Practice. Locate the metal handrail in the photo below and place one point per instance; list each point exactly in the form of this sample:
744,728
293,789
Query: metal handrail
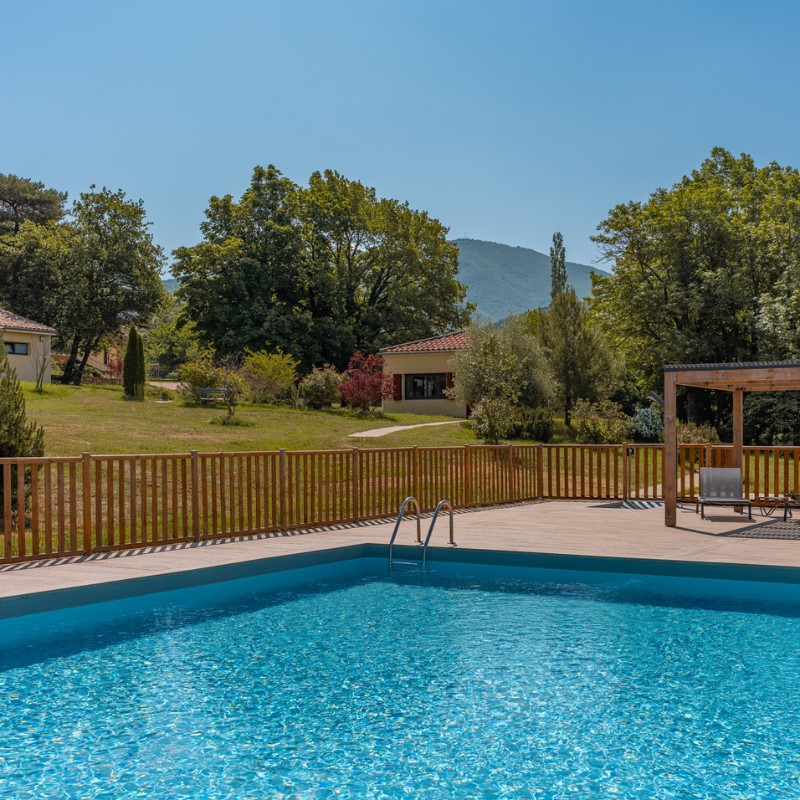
413,500
442,503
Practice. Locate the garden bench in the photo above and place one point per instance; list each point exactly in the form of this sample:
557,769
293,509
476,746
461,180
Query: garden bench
210,395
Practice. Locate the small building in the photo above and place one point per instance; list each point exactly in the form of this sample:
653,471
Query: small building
422,371
28,345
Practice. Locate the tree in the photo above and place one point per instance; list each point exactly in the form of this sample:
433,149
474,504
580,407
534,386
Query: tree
365,384
86,276
23,199
18,437
118,274
576,350
318,272
695,268
497,372
171,339
558,266
133,367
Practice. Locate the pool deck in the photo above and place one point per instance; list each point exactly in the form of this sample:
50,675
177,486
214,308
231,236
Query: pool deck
588,528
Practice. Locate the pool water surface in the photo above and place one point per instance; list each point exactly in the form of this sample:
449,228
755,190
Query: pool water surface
466,682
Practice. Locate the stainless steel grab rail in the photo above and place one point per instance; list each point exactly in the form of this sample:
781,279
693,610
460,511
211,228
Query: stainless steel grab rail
442,504
412,500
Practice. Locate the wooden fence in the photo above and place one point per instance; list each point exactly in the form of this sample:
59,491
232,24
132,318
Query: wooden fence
67,506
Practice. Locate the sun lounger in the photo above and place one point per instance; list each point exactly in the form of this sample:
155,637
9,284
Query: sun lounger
721,486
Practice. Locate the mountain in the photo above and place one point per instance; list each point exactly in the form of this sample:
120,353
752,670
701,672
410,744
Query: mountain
505,280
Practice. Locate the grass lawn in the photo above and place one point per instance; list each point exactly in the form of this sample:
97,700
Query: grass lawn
97,419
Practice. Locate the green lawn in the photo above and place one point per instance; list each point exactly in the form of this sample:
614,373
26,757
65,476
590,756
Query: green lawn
97,419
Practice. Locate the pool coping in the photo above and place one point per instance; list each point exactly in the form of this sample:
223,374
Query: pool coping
14,606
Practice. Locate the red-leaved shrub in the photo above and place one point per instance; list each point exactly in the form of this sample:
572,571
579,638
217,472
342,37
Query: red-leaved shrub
364,384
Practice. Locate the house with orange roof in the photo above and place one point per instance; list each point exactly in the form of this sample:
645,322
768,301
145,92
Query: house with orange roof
421,373
28,345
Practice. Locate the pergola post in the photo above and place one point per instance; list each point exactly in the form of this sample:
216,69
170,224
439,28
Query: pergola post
669,475
738,428
775,376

» TASK PROMPT: Can you reproduce all of the entries above word for word, leaving out the picture?

» TASK ANSWER:
Practice. Locate the metal handrail in the photo below and place one point per instance; list each point exactly in the form of this sample:
744,728
293,789
Query: metal handrail
413,500
442,503
Practice. Locate the garden bench in the photo above and place one point per instance; list each point exactly in the form of this sample:
557,769
293,509
476,746
461,180
Query: garden bench
210,395
Practice. Locate the small building in the photo above and place one point per instance; list each point exactly in the form of this sample:
653,471
Query: small building
422,371
28,345
Practice. Locate the tree in the photo above and place one point per instance; list each point exactly in the form of this sample:
433,149
474,504
580,407
534,386
Query: tree
365,384
86,276
23,199
18,437
118,274
576,350
318,272
695,268
497,372
171,339
558,266
133,367
Practice. Locate the pool deck in the photo above and place one point per instance; list each point exactly in the form of this sample:
50,675
177,486
214,308
231,236
Query: pool deck
588,528
Practice. Locate the pool water surface in the photo above and place one point per instance; list each point exactly in the form of this sample:
449,228
755,190
Query: pool water surface
466,682
Practice. Locate the stainless steel grab rail in the photo above and place one point per instance; list each point exactly in the form of this sample:
781,279
693,610
460,511
211,228
Query: stainless steel grab rail
442,504
412,500
Practice. Locate the wooden fence in the photo above and place one point per instance; list each point exactly in the form of this sample:
59,491
232,24
132,318
Query: wooden fence
67,506
Practice. Locate the sun lounger in the photo above and place one point per instance; list each point exactly in the form of this sample:
155,637
9,284
Query: sun lounger
721,486
Practice. Locate the mountain in the photo above and place one point per instance; list each point exactly in the form of this sample:
120,353
752,670
701,672
410,744
Query: mountain
505,280
Practice. Locate the grass lawn in the photo above and place one point per instance; list each point exactly in the form of this sample:
97,700
Query: grass lawn
97,419
Practice. Locate the green lawn in the photo above and place one point per instance; list each point exactly in the form of this sample:
614,373
26,757
65,476
590,756
Query: green lawn
97,419
Practice. Locate the pool coping in the photo above and place one point per instance; list each point exactly in the form of this sample:
223,374
Query: pool coping
14,606
Practice. Locate the red-leaved shrub in the photo above and place one point per instance; list each point exactly in the form of this sample:
572,571
579,638
217,472
342,37
Query: red-leaved shrub
364,384
Practice. Locate the house with orange roof in the photo above and place one point per instance; list each point exactly in the form of this sample:
645,322
768,301
145,92
Query: house with orange roof
421,373
28,345
Practice. Locate the pergola post in the photo above and place one point per instance; list each point exactly in the form of this sample:
216,69
170,224
439,28
Query: pergola post
669,475
738,428
775,376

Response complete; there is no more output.